## WHAT YOU NEED TO DO
Turn the lines of the listing into a numbered list with blank lines omitted, starting at the line containing "Phrase: man in gray polo shirt" and running through the end of the listing, both ends included.

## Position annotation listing
▬▬▬▬▬▬▬▬▬▬

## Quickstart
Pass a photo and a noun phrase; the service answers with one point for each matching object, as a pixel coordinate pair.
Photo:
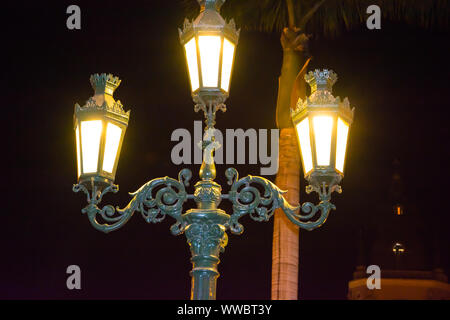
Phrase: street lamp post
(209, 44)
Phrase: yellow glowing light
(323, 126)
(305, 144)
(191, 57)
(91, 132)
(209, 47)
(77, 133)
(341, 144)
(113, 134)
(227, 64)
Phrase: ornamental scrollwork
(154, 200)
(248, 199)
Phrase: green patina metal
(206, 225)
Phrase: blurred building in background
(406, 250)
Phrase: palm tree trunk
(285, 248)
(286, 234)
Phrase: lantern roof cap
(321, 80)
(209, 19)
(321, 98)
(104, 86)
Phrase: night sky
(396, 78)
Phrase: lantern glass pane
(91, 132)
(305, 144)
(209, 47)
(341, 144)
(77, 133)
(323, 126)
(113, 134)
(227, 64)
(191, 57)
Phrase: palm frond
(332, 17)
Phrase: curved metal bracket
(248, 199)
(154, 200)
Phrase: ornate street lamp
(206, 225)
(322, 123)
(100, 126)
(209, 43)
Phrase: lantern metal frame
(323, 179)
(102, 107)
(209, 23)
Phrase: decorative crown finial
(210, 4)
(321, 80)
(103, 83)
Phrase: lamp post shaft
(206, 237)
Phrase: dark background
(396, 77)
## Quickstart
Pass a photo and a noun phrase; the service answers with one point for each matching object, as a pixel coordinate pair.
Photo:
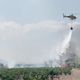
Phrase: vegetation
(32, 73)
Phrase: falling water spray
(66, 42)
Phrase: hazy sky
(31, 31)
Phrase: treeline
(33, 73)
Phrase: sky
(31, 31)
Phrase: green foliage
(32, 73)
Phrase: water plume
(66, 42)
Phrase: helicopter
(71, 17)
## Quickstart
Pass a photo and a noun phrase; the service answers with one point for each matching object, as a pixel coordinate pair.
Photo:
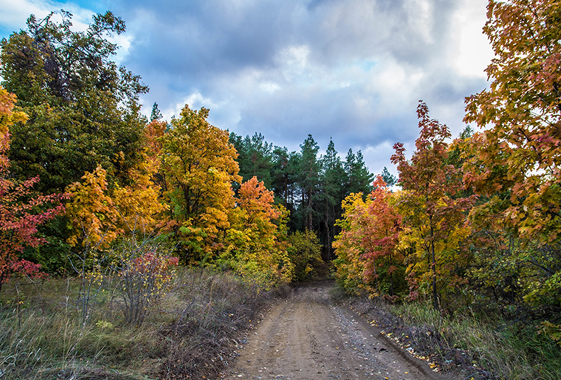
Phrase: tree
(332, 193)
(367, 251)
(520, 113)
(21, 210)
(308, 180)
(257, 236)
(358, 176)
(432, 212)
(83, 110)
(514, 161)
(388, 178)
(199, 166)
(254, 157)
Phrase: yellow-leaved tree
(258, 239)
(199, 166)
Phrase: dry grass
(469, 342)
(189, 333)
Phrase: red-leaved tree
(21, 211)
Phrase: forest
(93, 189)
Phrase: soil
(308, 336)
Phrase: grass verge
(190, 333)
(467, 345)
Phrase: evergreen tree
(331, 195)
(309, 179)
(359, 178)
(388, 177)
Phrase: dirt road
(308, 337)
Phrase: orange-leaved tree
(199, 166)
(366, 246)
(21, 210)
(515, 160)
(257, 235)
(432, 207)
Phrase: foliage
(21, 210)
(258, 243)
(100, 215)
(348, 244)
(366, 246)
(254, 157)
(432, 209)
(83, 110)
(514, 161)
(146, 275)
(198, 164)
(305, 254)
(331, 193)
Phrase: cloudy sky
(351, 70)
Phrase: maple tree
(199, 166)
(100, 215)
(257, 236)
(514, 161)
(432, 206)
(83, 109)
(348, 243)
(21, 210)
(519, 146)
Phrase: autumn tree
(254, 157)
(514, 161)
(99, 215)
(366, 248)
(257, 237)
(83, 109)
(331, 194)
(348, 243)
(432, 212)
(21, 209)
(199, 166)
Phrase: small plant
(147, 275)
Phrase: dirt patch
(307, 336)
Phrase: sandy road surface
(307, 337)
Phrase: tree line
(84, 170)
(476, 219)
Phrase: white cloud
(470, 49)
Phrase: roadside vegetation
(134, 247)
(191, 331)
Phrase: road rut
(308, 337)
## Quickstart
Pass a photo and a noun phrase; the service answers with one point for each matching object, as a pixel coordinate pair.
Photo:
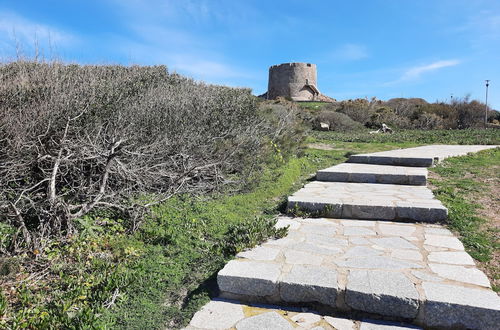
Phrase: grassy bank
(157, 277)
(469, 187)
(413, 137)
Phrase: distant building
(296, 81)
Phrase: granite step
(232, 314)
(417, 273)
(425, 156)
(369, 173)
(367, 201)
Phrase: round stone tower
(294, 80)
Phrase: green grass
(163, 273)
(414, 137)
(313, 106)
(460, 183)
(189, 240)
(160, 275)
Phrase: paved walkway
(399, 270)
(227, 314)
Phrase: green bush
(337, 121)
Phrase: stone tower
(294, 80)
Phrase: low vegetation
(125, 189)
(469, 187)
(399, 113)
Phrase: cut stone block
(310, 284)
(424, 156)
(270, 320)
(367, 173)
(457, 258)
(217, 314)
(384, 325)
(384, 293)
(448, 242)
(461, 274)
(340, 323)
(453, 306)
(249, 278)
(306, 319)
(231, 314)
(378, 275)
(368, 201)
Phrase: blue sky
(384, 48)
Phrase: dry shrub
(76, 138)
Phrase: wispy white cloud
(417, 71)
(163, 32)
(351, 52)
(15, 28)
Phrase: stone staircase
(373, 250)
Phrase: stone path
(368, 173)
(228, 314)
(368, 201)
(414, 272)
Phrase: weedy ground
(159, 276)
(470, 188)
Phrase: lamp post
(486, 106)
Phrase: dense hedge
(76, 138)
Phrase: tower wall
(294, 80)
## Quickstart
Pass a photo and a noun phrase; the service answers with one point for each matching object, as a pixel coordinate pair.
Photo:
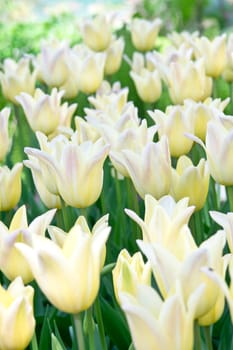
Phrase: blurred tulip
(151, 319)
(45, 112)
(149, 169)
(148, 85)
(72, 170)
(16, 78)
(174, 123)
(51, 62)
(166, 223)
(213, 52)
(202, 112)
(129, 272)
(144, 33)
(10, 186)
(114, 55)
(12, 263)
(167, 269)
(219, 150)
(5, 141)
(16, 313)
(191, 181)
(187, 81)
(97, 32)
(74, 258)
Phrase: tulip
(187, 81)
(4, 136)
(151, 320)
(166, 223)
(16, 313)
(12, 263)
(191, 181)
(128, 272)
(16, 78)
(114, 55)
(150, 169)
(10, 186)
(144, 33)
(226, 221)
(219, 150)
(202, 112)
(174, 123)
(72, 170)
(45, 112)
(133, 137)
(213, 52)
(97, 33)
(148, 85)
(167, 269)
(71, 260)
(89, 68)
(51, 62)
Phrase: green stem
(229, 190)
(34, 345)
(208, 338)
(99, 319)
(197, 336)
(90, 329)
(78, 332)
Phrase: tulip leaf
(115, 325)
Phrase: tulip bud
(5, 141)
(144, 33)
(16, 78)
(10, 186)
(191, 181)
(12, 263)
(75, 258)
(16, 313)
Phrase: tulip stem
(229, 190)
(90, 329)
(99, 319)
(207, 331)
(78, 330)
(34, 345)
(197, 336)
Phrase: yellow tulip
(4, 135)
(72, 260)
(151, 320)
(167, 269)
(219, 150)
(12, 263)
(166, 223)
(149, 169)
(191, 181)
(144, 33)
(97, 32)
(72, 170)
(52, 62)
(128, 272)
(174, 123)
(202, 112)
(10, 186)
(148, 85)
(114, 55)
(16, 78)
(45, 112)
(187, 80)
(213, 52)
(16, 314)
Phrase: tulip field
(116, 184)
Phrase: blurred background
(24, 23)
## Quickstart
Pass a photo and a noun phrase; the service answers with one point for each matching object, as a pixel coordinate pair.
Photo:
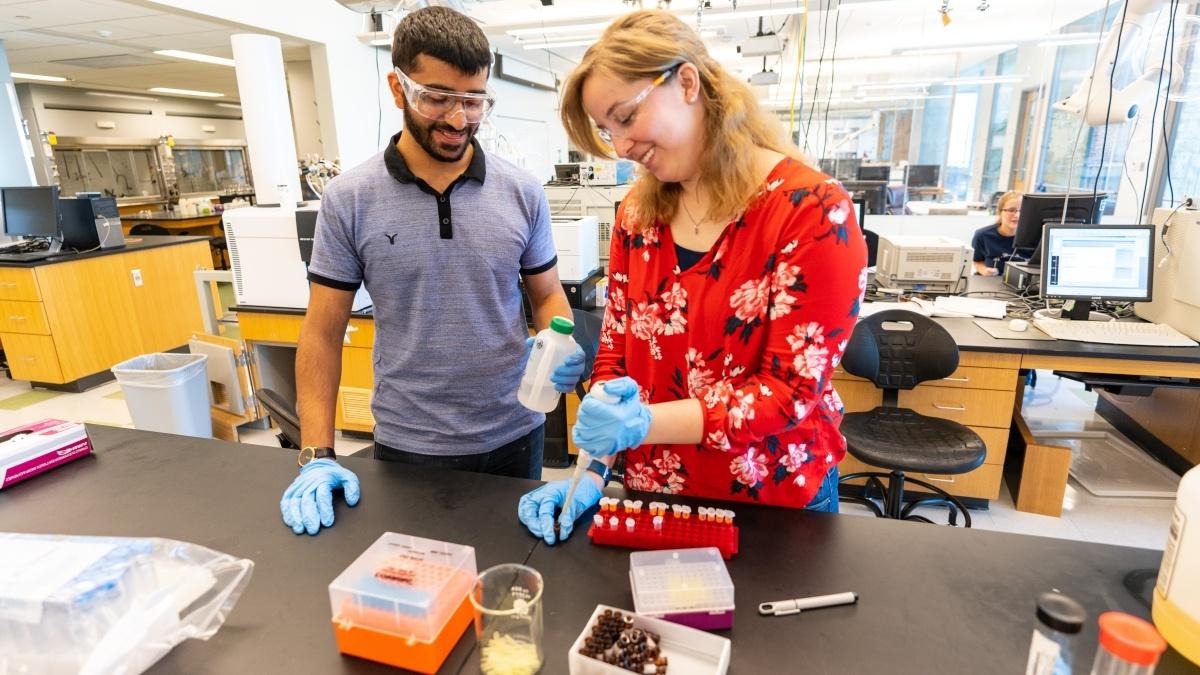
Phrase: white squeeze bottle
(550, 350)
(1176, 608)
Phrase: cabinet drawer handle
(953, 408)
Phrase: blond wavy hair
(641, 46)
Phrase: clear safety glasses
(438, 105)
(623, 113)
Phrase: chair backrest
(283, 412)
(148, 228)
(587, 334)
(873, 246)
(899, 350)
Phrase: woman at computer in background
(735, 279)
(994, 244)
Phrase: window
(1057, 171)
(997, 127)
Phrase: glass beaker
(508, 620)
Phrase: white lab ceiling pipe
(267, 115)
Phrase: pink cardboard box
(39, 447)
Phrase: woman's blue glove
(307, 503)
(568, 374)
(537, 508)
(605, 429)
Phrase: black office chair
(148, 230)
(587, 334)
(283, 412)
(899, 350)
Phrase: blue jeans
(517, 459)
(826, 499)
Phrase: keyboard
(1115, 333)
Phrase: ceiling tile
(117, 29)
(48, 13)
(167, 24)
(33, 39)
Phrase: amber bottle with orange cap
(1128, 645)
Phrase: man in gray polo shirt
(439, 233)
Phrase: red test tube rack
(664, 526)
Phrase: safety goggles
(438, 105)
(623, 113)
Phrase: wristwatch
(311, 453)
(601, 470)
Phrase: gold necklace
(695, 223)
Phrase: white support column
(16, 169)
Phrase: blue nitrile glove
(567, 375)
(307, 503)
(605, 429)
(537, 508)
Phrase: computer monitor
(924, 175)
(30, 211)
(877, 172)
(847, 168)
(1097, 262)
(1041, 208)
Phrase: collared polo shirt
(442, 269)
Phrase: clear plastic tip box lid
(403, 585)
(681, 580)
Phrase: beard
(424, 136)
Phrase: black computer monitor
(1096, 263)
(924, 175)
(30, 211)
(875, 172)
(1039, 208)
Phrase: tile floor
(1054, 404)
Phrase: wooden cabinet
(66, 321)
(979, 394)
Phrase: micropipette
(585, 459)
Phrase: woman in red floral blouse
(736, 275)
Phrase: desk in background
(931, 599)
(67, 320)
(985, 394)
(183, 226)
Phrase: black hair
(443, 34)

▬▬▬▬▬▬▬▬▬▬

## OUTPUT BELOW
1. Phrase: man in gray polo shirt
2. (439, 233)
3. Phrase: red test tube rack
4. (664, 526)
5. Phrase: safety goggles
6. (438, 105)
7. (623, 113)
8. Phrase: wristwatch
9. (311, 453)
10. (601, 470)
11. Phrase: gold necklace
12. (695, 223)
13. Phrase: white support column
14. (16, 169)
15. Phrase: blue nitrile glove
16. (567, 375)
17. (307, 503)
18. (605, 429)
19. (537, 508)
20. Phrase: computer monitor
21. (924, 175)
22. (30, 211)
23. (877, 172)
24. (847, 168)
25. (1097, 262)
26. (1041, 208)
27. Phrase: collared polo shirt
28. (442, 269)
29. Phrase: clear plastic tip box lid
30. (403, 585)
31. (681, 580)
32. Phrase: beard
33. (424, 136)
34. Phrase: black computer monitor
35. (1096, 263)
36. (924, 175)
37. (30, 211)
38. (875, 172)
39. (1039, 208)
40. Phrase: tile floor
41. (1054, 404)
42. Phrase: wooden cabinet
43. (66, 321)
44. (979, 394)
45. Phrase: micropipette
46. (585, 459)
47. Phrase: woman in red floral blouse
48. (736, 275)
49. Phrase: desk in background
50. (931, 599)
51. (67, 320)
52. (985, 394)
53. (183, 226)
54. Phrase: black hair
55. (443, 34)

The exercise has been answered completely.